(Data items)
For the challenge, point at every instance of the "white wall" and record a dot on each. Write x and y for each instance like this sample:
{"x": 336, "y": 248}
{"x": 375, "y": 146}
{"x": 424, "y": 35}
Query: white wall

# Directions for this task
The records above must be transcribed line for line, exactly.

# Solved problem
For the challenge, point at every instance of the "white wall" and record a dot on each. Write x and y for each instance like this sample:
{"x": 336, "y": 248}
{"x": 375, "y": 146}
{"x": 424, "y": 35}
Query: white wall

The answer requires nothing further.